LISTING:
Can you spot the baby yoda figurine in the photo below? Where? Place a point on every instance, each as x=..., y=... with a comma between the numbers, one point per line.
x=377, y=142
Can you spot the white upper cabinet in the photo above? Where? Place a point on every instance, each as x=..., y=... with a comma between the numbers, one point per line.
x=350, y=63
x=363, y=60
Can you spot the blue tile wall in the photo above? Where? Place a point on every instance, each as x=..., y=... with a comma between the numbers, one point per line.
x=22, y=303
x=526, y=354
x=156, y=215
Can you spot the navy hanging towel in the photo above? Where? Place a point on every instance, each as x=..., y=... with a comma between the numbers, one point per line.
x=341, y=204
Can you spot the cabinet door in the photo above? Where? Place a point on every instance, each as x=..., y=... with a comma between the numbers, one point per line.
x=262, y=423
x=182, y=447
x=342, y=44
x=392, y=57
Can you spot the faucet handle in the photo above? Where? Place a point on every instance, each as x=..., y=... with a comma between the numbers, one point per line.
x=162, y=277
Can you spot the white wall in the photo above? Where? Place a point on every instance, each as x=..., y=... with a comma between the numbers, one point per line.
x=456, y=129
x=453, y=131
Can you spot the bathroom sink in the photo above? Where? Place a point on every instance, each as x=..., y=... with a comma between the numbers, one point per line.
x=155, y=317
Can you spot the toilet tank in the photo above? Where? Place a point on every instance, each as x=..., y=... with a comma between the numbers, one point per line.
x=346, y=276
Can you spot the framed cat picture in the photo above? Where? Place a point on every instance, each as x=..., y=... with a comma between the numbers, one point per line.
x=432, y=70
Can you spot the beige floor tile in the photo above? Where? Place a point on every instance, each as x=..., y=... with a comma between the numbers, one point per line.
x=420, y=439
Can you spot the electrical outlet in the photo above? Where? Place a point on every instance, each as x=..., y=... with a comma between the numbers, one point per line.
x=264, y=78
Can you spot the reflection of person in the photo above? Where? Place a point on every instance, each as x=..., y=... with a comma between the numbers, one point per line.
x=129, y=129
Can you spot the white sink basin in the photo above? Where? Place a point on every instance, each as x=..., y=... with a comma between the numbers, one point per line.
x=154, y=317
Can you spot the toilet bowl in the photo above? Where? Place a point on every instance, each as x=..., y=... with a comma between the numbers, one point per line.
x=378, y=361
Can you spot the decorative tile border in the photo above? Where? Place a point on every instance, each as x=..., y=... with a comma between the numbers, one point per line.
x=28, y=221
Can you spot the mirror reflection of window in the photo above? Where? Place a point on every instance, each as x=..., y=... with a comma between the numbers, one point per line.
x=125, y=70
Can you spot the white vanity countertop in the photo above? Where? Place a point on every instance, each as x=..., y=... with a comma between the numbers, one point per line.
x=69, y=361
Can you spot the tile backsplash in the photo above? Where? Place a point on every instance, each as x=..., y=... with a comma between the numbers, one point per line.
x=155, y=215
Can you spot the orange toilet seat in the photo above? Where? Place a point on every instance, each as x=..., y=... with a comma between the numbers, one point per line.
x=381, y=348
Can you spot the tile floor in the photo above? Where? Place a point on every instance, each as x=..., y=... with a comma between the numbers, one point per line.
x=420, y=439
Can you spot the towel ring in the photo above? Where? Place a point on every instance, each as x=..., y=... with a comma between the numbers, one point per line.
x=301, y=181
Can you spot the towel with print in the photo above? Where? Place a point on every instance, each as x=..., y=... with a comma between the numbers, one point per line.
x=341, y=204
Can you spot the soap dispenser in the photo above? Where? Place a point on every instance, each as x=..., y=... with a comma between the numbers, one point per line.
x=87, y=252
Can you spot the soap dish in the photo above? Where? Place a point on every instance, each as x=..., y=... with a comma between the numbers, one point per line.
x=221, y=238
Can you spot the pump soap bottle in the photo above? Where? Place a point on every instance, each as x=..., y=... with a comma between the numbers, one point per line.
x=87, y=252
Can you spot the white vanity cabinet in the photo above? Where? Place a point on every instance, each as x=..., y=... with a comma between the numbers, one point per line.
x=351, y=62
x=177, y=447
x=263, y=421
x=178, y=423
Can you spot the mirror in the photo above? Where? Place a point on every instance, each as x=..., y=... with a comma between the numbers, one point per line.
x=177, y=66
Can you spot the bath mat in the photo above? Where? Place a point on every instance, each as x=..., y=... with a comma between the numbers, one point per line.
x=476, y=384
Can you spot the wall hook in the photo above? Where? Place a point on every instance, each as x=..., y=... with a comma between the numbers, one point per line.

EXERCISE BRIEF: Please change "Place a point on every instance" to "Mark each instance with a point" in every one of the records above, keeping everything else the same.

OUTPUT FOR THIS EXERCISE:
Can you spot the baby yoda figurine in the photo below? Where? Mark each instance with a point, each as x=..., y=... with a comma between the numbers, one point per line.
x=377, y=142
Can you spot the white upper cabinet in the photo above? Where? Mark each instance with a point, each as x=..., y=... with a comma between the numbers, one point per line.
x=350, y=63
x=363, y=60
Can you spot the blue tile wall in the photo above? Where? Mark each instance with a point, each as x=..., y=... with a comma between the numbers, one point per line.
x=22, y=303
x=526, y=354
x=156, y=215
Can you spot the navy hanging towel in the photo above? Where? Mark each instance with a point, each as x=..., y=... with a comma between the numbers, one point per line.
x=341, y=204
Can you spot the cabinet door in the photo above? Where? Mark each instance with a point, each as x=..., y=... with a comma between the numbers, one point per line.
x=262, y=423
x=182, y=447
x=342, y=44
x=392, y=57
Can you spot the faucet handle in the photo above? Where? Mark each instance with a point, each as x=..., y=... with a comma between the numbers, one point per line.
x=162, y=277
Can you spot the white wall in the photo above? Where? Mark each instance with a point, each as x=..., y=... with a comma between the numbers, one point per line.
x=456, y=129
x=453, y=131
Can you spot the bathroom sink in the photo above? Where? Mark each instance with a point, each as x=..., y=... with a comma between the numbers, one point per line.
x=155, y=317
Can you spot the toilet tank in the photo above? Where? Mark each instance with a point, each as x=..., y=... with a comma between the numbers, one point per line.
x=346, y=276
Can you spot the framed cat picture in the photo above? Where? Mark each instance with a point, each as x=..., y=... with a comma between the numbers, one point per line.
x=432, y=70
Can you spot the beige floor tile in the photo above? Where? Mark each instance with a point, each as x=..., y=... with a comma between the numbers, one point per line.
x=420, y=439
Can you spot the electrical outlet in the photo above? Where? Mark each instance with a point, each as x=..., y=... with a comma between the numbers, one point per line.
x=264, y=78
Can you spot the reflection of person in the photo above? Where? Mark each instance with a point, each as x=..., y=... with a comma between the numbers, one point per line.
x=129, y=129
Can you spot the white sink basin in the photo above? Where? Mark each instance with a point, each as x=..., y=... with a comma between the numbers, one point per line.
x=154, y=317
Can you spot the toilet bowl in the photo above? Where? Mark each instance with a point, each as x=..., y=... with a comma between the numbers, one point per line.
x=378, y=361
Can you spot the decorative tile border in the photo above? Where? Mark each instance with a point, each as x=..., y=... with a comma between the numbers, one point per line.
x=28, y=221
Can you spot the mirror reflection of window in the photo above? Where? Mark each instance with a point, each as x=..., y=... with a comma between the numbers, one point per line.
x=125, y=70
Can you spot the white vanity countertop in the photo above? Where? Mark each instance with a point, each as x=..., y=... with a comma between the numbers, one point per line.
x=69, y=361
Can you spot the tile backsplash in the photo above? Where? Mark each instance with a point, each as x=..., y=... with a comma between the numbers, one point per line.
x=155, y=215
Can you spot the orange toilet seat in the photo above? Where? Mark each instance with a point, each as x=..., y=... with a comma between the numbers, one point per line.
x=381, y=348
Can you spot the tile floor in the photo above? Where? Mark each instance with a point, each as x=..., y=... with a comma between the numbers, one point per line.
x=420, y=439
Can you spot the towel ring in the photo above? Where? Mark each instance with a point, each as x=..., y=... with a comma between the numbers, one point per line.
x=301, y=181
Can you spot the towel with print in the photo above? Where? Mark each instance with a point, each as x=..., y=... with a comma between the numbers, one point per line.
x=341, y=204
Can you spot the soap dispenser in the photo above? Where? Mark each instance with a point, each as x=..., y=... with a comma between the numbers, one point per line.
x=87, y=252
Can you spot the soap dish in the photo above? Where? Mark each instance with a point, each as x=..., y=... with a comma between the numbers, one point per line.
x=221, y=238
Can you spot the pump soap bottle in the photo above? Where? Mark each instance with a point, each as x=..., y=... with a comma between the numbers, one point per line.
x=87, y=252
Can you spot the white vanity cabinet in the photo above? Where? Mark each instance with a point, each as x=..., y=... with a comma between the numbers, one point per line.
x=351, y=62
x=177, y=447
x=263, y=421
x=178, y=423
Can you spot the mirror in the photo above? Where? Mark each instance with a point, each as x=..., y=... with a comma between the numbers, one point per line.
x=177, y=66
Can you spot the bath mat in the photo above? Where? Mark each instance with a point, each as x=..., y=... with a comma between the numbers, one point per line.
x=476, y=384
Can you spot the wall hook in the photo above? Where? Mark each instance with a point, each as x=..., y=... with a comma between the numbers, one point per line.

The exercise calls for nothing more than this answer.